[CHALLENGE]:
How many lines of the listing below contain the word "ceiling", counting only matches with the same capitalization?

— Start of DATASET EXCERPTS —

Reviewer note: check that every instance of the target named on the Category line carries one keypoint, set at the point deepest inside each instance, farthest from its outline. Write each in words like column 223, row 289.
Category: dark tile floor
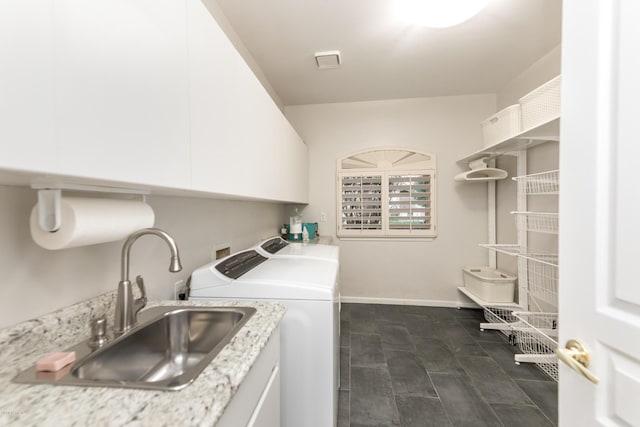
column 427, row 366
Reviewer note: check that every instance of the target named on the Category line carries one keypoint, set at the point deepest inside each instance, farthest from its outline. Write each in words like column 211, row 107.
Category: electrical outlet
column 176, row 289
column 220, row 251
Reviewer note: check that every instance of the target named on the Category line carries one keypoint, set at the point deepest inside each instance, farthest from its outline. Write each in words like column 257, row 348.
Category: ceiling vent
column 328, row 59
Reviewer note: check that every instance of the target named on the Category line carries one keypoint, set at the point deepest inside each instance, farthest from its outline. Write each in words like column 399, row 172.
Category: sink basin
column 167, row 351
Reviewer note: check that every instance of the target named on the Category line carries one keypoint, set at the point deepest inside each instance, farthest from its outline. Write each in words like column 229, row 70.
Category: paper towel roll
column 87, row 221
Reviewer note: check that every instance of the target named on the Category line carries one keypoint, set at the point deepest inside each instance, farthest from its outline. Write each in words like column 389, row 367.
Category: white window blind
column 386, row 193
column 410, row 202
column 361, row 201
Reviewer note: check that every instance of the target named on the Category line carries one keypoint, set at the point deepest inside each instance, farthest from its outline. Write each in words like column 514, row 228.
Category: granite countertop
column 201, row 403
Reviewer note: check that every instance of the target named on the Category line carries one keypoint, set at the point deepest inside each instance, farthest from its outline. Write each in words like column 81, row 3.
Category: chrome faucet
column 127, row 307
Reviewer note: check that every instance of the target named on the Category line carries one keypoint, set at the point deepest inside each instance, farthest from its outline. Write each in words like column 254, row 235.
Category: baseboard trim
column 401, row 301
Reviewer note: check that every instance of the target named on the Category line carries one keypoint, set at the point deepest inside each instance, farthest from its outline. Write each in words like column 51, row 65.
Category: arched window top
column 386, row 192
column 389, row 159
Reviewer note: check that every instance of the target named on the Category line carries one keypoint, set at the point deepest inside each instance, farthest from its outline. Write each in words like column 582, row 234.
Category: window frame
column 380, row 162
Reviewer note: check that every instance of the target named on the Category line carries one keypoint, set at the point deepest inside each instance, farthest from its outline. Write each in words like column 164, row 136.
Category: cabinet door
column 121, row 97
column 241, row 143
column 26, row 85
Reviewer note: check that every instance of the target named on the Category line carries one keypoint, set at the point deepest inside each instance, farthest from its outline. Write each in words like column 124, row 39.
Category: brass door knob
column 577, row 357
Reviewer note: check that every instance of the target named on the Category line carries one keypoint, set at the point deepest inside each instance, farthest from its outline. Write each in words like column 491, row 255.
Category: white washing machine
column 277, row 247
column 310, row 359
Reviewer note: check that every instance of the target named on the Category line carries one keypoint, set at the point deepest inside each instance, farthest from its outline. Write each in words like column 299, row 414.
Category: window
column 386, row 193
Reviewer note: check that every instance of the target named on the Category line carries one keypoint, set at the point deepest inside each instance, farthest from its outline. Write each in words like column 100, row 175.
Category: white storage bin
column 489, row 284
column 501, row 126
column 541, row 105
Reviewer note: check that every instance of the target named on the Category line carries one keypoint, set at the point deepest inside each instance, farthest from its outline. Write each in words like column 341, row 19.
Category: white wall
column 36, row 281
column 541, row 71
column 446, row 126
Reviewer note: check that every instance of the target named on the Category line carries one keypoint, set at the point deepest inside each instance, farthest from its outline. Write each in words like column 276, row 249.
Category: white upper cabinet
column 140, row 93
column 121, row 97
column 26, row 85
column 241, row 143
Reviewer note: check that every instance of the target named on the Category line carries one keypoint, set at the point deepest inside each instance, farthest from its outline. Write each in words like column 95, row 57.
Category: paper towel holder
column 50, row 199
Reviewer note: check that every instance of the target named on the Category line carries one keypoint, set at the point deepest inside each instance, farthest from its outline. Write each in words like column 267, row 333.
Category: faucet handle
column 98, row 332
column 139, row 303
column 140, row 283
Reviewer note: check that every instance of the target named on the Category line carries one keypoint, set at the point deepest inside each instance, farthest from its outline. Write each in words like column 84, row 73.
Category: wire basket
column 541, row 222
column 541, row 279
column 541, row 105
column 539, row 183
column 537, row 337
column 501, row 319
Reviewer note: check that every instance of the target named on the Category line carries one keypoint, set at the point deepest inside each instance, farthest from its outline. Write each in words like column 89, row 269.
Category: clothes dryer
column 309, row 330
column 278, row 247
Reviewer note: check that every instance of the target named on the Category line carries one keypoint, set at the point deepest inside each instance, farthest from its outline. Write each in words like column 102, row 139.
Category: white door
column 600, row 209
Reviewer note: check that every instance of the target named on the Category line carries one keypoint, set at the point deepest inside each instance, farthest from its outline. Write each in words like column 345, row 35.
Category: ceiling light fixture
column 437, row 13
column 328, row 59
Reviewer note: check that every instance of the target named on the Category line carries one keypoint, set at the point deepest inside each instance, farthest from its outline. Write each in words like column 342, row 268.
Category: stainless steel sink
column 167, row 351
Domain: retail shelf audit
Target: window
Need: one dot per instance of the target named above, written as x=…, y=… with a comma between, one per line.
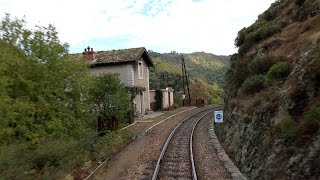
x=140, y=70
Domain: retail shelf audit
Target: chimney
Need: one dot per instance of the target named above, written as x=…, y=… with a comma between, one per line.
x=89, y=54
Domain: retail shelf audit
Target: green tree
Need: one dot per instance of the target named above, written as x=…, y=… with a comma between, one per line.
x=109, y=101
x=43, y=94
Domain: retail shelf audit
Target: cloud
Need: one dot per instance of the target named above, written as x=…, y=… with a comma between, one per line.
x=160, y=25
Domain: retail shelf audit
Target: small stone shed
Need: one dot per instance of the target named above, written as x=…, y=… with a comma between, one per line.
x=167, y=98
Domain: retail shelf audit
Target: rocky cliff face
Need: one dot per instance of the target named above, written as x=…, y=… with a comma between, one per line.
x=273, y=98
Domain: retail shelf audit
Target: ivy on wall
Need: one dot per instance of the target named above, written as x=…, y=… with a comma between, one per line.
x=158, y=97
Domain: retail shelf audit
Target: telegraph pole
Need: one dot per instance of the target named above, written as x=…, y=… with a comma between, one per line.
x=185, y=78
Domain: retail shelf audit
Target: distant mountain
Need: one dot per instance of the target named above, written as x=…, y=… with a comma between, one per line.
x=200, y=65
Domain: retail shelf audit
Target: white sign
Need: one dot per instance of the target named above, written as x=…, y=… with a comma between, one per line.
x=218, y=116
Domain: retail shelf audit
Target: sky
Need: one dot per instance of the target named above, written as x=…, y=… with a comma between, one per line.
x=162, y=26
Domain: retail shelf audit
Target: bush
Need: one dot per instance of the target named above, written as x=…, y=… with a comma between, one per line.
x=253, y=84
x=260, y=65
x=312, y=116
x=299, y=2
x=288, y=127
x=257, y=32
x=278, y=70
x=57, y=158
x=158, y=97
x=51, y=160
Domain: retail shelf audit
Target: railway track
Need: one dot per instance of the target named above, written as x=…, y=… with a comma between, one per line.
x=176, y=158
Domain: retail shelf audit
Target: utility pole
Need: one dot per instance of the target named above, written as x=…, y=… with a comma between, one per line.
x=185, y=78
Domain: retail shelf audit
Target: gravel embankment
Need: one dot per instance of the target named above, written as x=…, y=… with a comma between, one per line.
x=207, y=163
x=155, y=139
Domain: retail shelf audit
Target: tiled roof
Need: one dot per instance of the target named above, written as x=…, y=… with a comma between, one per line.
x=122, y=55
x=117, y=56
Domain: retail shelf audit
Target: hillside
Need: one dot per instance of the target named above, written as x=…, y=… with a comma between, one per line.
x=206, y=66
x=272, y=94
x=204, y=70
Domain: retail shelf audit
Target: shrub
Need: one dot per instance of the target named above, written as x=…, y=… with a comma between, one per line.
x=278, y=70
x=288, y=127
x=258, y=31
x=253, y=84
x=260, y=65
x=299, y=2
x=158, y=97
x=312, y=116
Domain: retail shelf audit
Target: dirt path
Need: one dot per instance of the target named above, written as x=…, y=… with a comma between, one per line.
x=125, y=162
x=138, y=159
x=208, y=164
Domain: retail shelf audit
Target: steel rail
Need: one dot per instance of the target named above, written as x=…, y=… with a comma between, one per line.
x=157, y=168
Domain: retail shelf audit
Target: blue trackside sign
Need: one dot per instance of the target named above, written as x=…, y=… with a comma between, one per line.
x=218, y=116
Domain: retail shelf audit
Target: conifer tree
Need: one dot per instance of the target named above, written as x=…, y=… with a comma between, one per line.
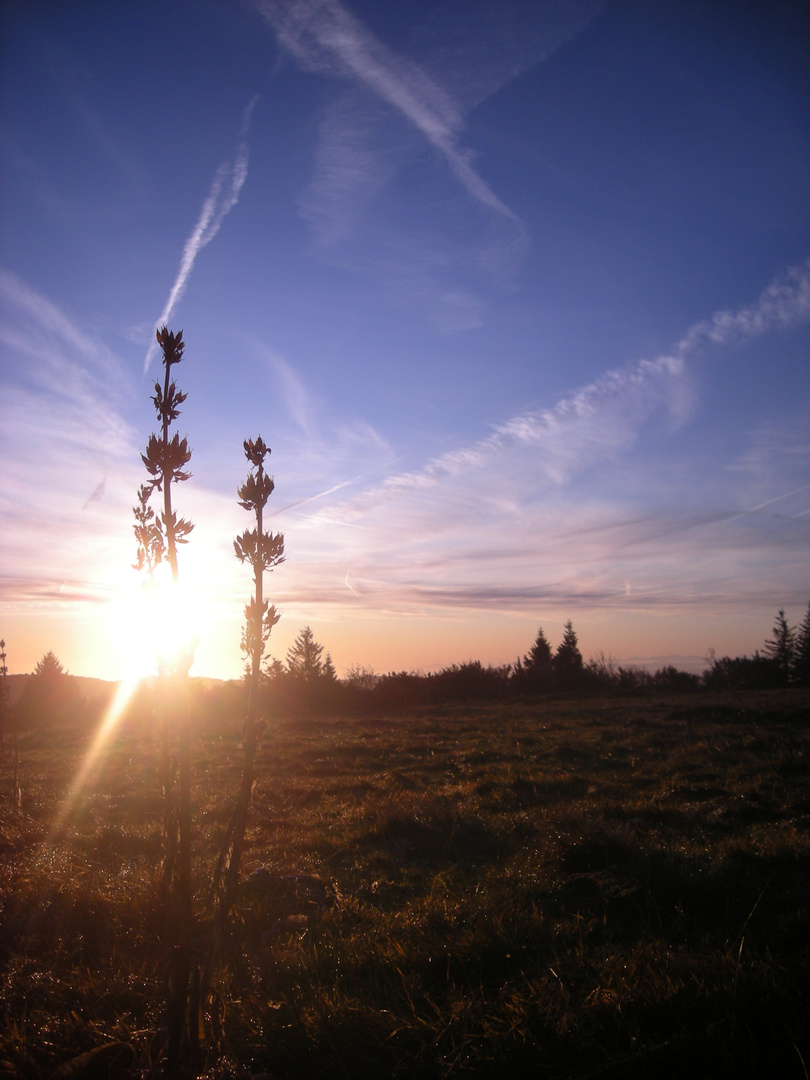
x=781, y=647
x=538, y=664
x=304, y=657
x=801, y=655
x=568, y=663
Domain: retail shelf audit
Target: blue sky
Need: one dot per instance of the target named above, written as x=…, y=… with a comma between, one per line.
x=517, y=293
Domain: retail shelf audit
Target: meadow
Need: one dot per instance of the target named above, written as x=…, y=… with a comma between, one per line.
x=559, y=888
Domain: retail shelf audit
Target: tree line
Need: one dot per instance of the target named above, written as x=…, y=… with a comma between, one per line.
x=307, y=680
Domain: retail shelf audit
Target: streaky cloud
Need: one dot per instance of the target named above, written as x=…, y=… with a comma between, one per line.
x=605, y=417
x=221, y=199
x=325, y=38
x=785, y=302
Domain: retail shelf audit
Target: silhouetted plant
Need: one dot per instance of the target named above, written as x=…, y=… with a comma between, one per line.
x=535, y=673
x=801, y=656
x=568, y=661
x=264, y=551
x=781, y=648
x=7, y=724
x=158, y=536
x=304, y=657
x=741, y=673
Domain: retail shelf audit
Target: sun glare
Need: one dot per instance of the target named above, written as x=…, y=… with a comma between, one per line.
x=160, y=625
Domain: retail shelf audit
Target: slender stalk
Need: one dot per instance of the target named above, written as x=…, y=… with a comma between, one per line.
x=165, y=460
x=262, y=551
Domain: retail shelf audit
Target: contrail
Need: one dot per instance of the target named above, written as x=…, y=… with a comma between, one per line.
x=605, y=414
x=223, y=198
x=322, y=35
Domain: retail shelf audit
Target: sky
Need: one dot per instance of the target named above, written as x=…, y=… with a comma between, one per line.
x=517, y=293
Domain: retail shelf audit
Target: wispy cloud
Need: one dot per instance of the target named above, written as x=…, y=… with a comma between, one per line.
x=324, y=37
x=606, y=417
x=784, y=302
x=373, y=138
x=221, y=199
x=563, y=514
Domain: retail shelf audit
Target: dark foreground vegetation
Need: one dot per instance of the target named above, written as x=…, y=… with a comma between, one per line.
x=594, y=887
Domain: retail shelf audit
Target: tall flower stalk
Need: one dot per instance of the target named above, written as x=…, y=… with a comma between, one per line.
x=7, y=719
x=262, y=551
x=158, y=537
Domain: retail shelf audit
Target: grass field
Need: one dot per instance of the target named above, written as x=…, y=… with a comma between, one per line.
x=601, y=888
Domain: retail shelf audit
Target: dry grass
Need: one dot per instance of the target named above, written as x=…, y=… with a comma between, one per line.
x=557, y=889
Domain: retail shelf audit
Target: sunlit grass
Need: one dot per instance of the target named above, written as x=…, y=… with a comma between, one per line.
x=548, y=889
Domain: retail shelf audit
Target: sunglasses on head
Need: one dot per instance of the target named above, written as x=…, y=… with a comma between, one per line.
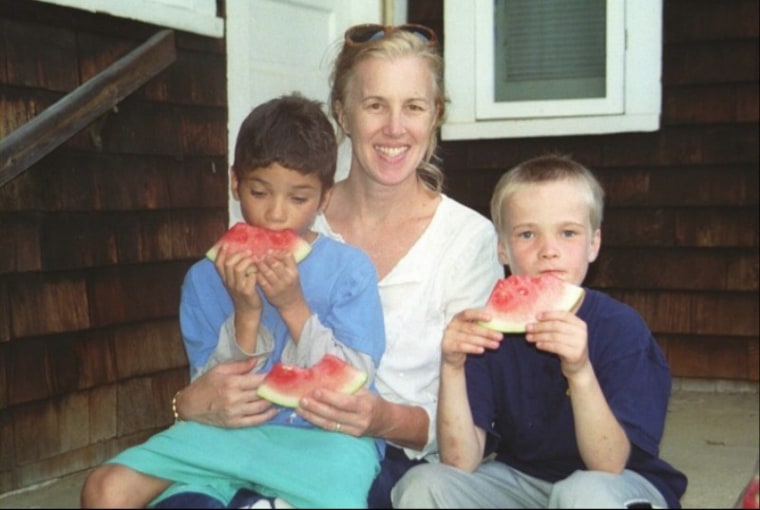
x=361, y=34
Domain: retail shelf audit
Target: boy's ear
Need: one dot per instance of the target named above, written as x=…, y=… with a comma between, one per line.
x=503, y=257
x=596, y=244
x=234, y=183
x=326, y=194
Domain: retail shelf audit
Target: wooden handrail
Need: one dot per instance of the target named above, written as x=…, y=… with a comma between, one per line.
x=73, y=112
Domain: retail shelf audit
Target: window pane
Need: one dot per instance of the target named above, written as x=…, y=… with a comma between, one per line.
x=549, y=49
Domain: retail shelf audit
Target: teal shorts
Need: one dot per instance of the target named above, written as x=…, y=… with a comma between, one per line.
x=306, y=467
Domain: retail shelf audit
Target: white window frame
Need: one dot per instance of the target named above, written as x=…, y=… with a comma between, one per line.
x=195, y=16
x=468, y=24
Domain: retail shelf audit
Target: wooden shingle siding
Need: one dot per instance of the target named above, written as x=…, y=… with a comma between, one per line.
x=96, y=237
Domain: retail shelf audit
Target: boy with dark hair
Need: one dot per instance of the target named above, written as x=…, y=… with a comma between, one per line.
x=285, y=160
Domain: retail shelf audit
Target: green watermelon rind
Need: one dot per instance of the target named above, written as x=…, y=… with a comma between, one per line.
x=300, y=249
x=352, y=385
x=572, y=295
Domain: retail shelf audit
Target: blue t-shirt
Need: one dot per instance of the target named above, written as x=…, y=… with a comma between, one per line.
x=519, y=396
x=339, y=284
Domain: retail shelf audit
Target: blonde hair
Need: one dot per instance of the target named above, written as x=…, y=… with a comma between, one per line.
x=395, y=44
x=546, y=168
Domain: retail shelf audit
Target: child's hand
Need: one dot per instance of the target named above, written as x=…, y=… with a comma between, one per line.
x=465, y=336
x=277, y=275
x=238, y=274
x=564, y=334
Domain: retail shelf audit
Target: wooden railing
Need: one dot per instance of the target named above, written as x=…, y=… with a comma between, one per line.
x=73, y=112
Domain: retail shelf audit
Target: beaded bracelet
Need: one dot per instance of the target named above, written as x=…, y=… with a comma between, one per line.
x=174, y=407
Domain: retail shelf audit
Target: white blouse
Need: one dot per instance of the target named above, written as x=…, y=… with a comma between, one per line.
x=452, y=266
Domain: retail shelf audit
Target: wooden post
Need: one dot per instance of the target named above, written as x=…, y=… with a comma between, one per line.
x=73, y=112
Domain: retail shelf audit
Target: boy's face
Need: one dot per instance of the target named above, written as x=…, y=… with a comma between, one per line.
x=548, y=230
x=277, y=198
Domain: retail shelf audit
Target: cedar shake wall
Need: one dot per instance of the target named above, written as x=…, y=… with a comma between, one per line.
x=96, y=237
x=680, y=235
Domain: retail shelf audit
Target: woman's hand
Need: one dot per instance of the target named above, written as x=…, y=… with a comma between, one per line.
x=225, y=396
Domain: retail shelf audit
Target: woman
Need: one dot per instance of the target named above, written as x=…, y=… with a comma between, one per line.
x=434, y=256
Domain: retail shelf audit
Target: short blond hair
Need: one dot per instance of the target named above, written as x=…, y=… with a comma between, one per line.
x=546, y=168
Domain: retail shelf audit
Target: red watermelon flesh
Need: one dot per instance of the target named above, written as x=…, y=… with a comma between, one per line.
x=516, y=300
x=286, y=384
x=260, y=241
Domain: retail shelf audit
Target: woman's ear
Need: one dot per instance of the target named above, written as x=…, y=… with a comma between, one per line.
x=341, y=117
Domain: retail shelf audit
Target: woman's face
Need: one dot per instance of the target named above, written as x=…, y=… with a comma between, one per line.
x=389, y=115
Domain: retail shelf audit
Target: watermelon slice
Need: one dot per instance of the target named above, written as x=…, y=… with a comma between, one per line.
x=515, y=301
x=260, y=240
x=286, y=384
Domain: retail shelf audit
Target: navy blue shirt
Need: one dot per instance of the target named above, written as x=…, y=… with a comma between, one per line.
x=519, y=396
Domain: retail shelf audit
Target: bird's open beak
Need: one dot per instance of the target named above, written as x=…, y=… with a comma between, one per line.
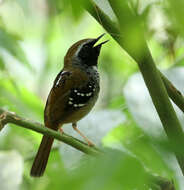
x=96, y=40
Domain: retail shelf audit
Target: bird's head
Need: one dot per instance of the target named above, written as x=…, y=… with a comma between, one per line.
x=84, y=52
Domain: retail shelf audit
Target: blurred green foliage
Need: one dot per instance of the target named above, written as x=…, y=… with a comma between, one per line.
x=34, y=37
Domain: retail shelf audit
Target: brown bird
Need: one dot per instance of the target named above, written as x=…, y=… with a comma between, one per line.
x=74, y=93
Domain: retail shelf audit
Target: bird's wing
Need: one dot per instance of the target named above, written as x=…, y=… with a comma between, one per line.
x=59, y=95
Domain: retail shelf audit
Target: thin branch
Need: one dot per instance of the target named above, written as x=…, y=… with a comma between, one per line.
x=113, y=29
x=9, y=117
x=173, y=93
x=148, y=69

— End of DATASET EXCERPTS —

[EXERCISE ANSWER]:
2